START Excerpt
# Maze generation

I have Scheme code to generate random mazes using an algorithm based on Tarjan's disjoint-set data-structure with amortised union-find operations. It runs on top of Scheme 48. However, it is pretty simple code, and should be easy to port to other systems.

The program has two back-ends: one uses the Functional PostScript package to render to PostScript, the other prints out mazes with a text representation. The maze is generated on a hexagonal tiling of a square area, just for fun.

You can see a large sample maze, it's solution, a smaller maze, or a maze for the truly persistent, all in PostScript format.

By the way: one of the students here, Robert Givan, has solved the maze for the truly persistent by hand. So it can be done. If you are as crazy as Robert is.

## The Algorithm

How should one dig a maze? Here's a simple "straw man" algorithm: Tile the maze area (I used hexagons for fun; squares are much simpler to work with). Pick a random starting point at the top of the maze area, start there, and do a random depth-first search of the maze, knocking down walls as you search out the maze. Mark cells as you go, so you never visit a cell twice. Then open up a random cell at the bottom.

The problem with this algorithm is that the initial paths will be long corridors snaking through the maze. As a result, the later branches off of these corridors will be constrained to be short digressions. So the true branch factor is not high; once you get onto one of the long "highways," it's hard to get lost.

A better algorithm uses the fast union/find disjoint-set data-structure. Again, we start out by tiling the maze area, then we randomly knock down walls in the maze until all the cells are connected. We never knock down a wall between two cells c1 and c2 if there is already a path from c1 to c2, so that when we are done, there is only one path between any two cells.

The algorithm maintains sets of cells representing connected components in the maze. That is, cells c1 and c2 are in set S iff there is a path from c1 to c2. When we knock down a wall between two cells, we union their sets together.

The algorithm starts by putting each cell in a singleton set, so there are as many sets as there are cells. Then it builds a vector containing all the walls in the maze; this vector is then randomly permuted. The inner loop of the maze builder scans the wall vector; for each wall w, it considers the wall's neighboring cells, c1 and c2. If c1 and c2 are in the same set, there is already a path between the two cells, so the wall is left in place. Otherwise, the wall is knocked down (which joins the two regions of the maze), and the two sets are unioned together. If the resulting set contains all the cells in the maze, we are done.

After digging the maze, the program finds the path length between every pair of top-row and bottom-row cells. The pair with the longest path between them are chosen as the entry and exit cells, and are opened up accordingly. So we choose the most difficult entry and exit cell we can, given the maze. This is done by using DFS to build a tree for the maze, then re-rooting the tree at each top-row cell, and searching backwards from each bottom-row cell, counting path length.

Finally, the maze is printed out using one of the back-ends.

## The big one

The biggest maze (mobymaze.ps) is 350x450 hex cells, about the limit of what I figured I could render on a single 8.5" x 11" sheet with a standard laser printer. (Actually, I could go finer, but most senior faculty here at MIT can't resolve the 350x450 maze without using a magnifying glass, so I think we'll leave it at that). It renders to about 6Mb of PostScript. It took about 102 CPU minutes to build the maze on a 90Mhz Pentium box running Scheme 48 with 13 Mword semispaces. Permuting the wall vector seems to be particularly slow, which is odd; perhaps my random number generator is bad. Printing the maze in PostScript format is also quite slow, probably due to S48's slow I/O.

The Pentium box was thrashing the disk the whole time it ran; wall time was much, much greater than 102 CPU minutes, and the entire computer was essentially unusable for any other task while the maze was being built. For starters, an algorithm that traverses a data-structure in a random order is, by design, going to exhibit zero locality. Secondly, Scheme 48's garbage collector is not generational, and hence copies the megabytes of maze data-structure back and forth on every GC. I could probably have helped the GC issue by dumping out a custom heap image containing only the maze code --- flushing the rest of the runtime (compiler, repl loop, and so forth and so forth) --- thus minimising the heap data.

It is intriguing to consider the color PostScript printer we have over at the Media Lab. It prints on rolls of paper three feet wide; images can be as long as you like. Then you could really get lost.
END Excerpt
START Data section
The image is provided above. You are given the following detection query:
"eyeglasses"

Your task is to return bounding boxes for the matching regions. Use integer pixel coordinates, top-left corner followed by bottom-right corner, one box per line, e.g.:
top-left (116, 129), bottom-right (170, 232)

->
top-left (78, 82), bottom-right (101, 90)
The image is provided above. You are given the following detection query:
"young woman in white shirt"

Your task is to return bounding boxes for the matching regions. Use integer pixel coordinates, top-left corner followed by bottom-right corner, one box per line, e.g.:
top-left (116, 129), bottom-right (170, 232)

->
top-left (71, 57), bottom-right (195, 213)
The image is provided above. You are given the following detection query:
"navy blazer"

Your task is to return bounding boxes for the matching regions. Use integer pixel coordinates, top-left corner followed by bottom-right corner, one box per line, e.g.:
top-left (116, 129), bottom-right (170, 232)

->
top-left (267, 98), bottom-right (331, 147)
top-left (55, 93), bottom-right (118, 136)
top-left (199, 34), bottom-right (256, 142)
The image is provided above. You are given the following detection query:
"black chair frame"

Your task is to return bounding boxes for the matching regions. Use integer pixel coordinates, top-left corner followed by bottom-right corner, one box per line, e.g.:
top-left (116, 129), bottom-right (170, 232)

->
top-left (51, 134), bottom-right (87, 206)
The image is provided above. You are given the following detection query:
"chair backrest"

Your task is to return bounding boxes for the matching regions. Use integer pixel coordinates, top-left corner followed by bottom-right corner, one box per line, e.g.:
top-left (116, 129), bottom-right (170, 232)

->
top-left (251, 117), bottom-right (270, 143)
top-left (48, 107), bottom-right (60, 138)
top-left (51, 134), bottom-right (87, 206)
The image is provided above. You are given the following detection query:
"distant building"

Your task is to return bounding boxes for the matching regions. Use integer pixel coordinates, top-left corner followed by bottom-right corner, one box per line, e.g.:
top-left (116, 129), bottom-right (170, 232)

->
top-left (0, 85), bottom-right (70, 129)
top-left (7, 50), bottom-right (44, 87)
END Data section
[Tasks to complete]
**1)** Repeat the passage from the maze generation page starting with "How should one" and going on through "at the bottom.".
**2)** Answer these questions from the maze generation page:
(a) Which student solved the maze for the truly persistent by hand?
(b) What are the dimensions of the biggest maze, in hex cells?
(c) About how many CPU minutes did building the biggest maze take?

[Numbered answers]
**1)**
How should one dig a maze? Here's a simple "straw man" algorithm: Tile the maze area (I used hexagons for fun; squares are much simpler to work with). Pick a random starting point at the top of the maze area, start there, and do a random depth-first search of the maze, knocking down walls as you search out the maze. Mark cells as you go, so you never visit a cell twice. Then open up a random cell at the bottom.

**2)**
(a) Robert Givan
(b) 350x450 hex cells
(c) About 102 CPU minutes